Extracted records
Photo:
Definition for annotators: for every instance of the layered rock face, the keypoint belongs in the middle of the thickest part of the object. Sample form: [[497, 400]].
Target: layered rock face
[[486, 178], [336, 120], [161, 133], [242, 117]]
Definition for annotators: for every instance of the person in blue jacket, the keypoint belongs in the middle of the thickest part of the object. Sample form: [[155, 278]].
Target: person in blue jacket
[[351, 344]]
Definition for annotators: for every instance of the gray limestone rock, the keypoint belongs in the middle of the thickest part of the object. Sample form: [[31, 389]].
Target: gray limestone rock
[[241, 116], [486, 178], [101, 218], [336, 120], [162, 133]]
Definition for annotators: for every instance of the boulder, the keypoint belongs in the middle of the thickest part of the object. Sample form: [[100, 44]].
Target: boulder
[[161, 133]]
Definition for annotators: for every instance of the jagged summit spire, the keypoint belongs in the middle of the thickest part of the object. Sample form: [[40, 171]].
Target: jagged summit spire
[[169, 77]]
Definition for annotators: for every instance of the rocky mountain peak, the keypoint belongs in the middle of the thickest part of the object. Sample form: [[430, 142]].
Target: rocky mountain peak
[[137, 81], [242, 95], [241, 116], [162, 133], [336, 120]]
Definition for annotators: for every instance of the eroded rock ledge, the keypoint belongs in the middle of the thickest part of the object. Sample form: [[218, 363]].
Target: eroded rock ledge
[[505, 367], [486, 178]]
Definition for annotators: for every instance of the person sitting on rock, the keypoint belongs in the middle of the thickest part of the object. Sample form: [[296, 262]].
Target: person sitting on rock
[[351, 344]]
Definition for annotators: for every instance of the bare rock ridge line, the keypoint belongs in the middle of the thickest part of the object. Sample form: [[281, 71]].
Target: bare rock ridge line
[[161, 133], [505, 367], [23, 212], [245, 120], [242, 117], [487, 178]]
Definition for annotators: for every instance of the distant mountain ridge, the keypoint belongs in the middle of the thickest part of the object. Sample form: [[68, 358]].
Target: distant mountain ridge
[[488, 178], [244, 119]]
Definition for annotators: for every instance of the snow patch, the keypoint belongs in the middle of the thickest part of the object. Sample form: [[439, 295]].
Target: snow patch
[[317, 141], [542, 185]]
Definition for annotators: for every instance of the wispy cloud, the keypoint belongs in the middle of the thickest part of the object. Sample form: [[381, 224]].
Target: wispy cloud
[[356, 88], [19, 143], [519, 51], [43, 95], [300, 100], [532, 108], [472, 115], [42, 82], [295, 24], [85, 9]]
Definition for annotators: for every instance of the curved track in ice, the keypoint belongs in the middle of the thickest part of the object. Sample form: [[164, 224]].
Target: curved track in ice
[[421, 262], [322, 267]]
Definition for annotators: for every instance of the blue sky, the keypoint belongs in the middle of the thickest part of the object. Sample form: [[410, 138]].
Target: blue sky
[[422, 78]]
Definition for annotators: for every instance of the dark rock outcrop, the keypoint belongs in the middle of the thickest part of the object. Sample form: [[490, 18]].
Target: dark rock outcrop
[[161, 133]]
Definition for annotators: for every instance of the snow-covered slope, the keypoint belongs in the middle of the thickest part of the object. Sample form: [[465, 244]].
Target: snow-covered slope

▶ _YOUR TASK_
Swap "layered rock face" for "banded cliff face" in the lines from the start of the listing through the line holding "[[486, 178], [336, 120], [161, 133], [242, 117]]", inclusive, and give only those lines again with nothing else altered.

▶ _OUTPUT BELOW_
Photo:
Definition for annotators: for every instance of the banded cliff face, the keypoint belongs in the middle of the thickest part of the object. Sample form: [[497, 400]].
Target: banded cliff face
[[486, 178], [336, 120], [161, 133], [242, 117]]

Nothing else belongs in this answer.